start PAGE TEXT

The original treatment was more-or-less the same as what became the final film. However, there were a few deleted scenes. For example, there was a scene in which Mickey took the cow to market where he meets Honest John and Gideon from Pinocchio who con him into trading his cow for the "magic beans". Another version had a scene where Mickey gave the cow to the Queen (played by Minnie Mouse) as a gift, and in return she gave him the magic beans. However, both scenes were cut when the story was trimmed for Fun and Fancy Free and the film does not explain how Mickey got the beans.

Shortly after the rough animation on Dumbo was complete in May 1941, The Legend of Happy Valley went into production, using many of the same animation crew, although RKO doubted it would be a success. Since it was a simple, low-budget film, in six months, fifty minutes had been animated on Happy Valley. Then on October 27, 1941, due to the Disney animators' strike and World War II which had cut off Disney's foreign release market caused serious debts so Disney put The Legend of Happy Valley on hold.

Meanwhile, production was starting on Bongo, a film based on the short story written by Sinclair Lewis for Cosmopolitan magazine in 1930. It was suggested that Bongo could be a sequel to Dumbo and some of the cast from the 1941 film would appear as supporting characters; however, the idea never fully materialized. In earlier drafts, Bongo had a chimpanzee as a friend and partner in his circus act. She was first called "Beverly" then "Chimpy", but the character was ultimately dropped when condensing the story. Bongo and Chimpy also encountered two mischievous bear cubs who were dropped. Originally, the designs for the characters were more realistic, but when paired for Fun and Fancy Free the designs were simplified and drawn more cartoony. The script was nearly completed by December 8, 1941, the day after the attack on Pearl Harbor.

On that same day, the United States military took control of the studio and commissioned Walt Disney Productions to produce instructional and war propaganda films in which pre-production work on Bongo and early versions of Alice in Wonderland and Peter Pan were shelved. During and after the war, Disney stopped producing single narrative feature films due to costs and decided to make package films consisting of animated shorts to make feature films. He did this with Saludos Amigos and The Three Caballeros and continued after the war until he had enough money to make a single narrative feature again.

end PAGE TEXT
start RECORD SET

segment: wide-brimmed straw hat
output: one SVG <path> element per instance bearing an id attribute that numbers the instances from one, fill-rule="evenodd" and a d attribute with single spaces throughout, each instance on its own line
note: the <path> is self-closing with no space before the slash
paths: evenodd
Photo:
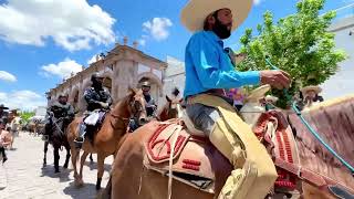
<path id="1" fill-rule="evenodd" d="M 266 101 L 271 101 L 271 102 L 275 103 L 279 98 L 275 97 L 275 96 L 273 96 L 273 95 L 267 95 L 267 96 L 264 97 L 264 100 L 266 100 Z"/>
<path id="2" fill-rule="evenodd" d="M 305 95 L 309 91 L 314 91 L 316 94 L 319 94 L 322 92 L 322 88 L 316 85 L 309 85 L 309 86 L 302 87 L 300 91 L 302 95 Z"/>
<path id="3" fill-rule="evenodd" d="M 3 104 L 0 104 L 0 109 L 9 109 L 9 107 L 6 107 Z"/>
<path id="4" fill-rule="evenodd" d="M 252 0 L 190 0 L 180 14 L 181 23 L 191 32 L 204 29 L 206 18 L 220 9 L 230 9 L 233 15 L 232 31 L 248 17 Z"/>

end RECORD SET

**TASKS TO CARRY OUT**
• a. In the production history, on what date was The Legend of Happy Valley put on hold?
• b. Translate this sentence from the production history into Spanish: "In earlier drafts, Bongo had a chimpanzee as a friend and partner in his circus act."
• c. Repeat the passage of the production history that opens with the words containing "The original treatment" and closes with "got the beans.".

**SOLUTIONS BY TASK**
• a. October 27, 1941.

• b. En borradores anteriores, Bongo tenía una chimpancé como amiga y compañera en su número de circo.

• c.
The original treatment was more-or-less the same as what became the final film. However, there were a few deleted scenes. For example, there was a scene in which Mickey took the cow to market where he meets Honest John and Gideon from Pinocchio who con him into trading his cow for the "magic beans". Another version had a scene where Mickey gave the cow to the Queen (played by Minnie Mouse) as a gift, and in return she gave him the magic beans. However, both scenes were cut when the story was trimmed for Fun and Fancy Free and the film does not explain how Mickey got the beans.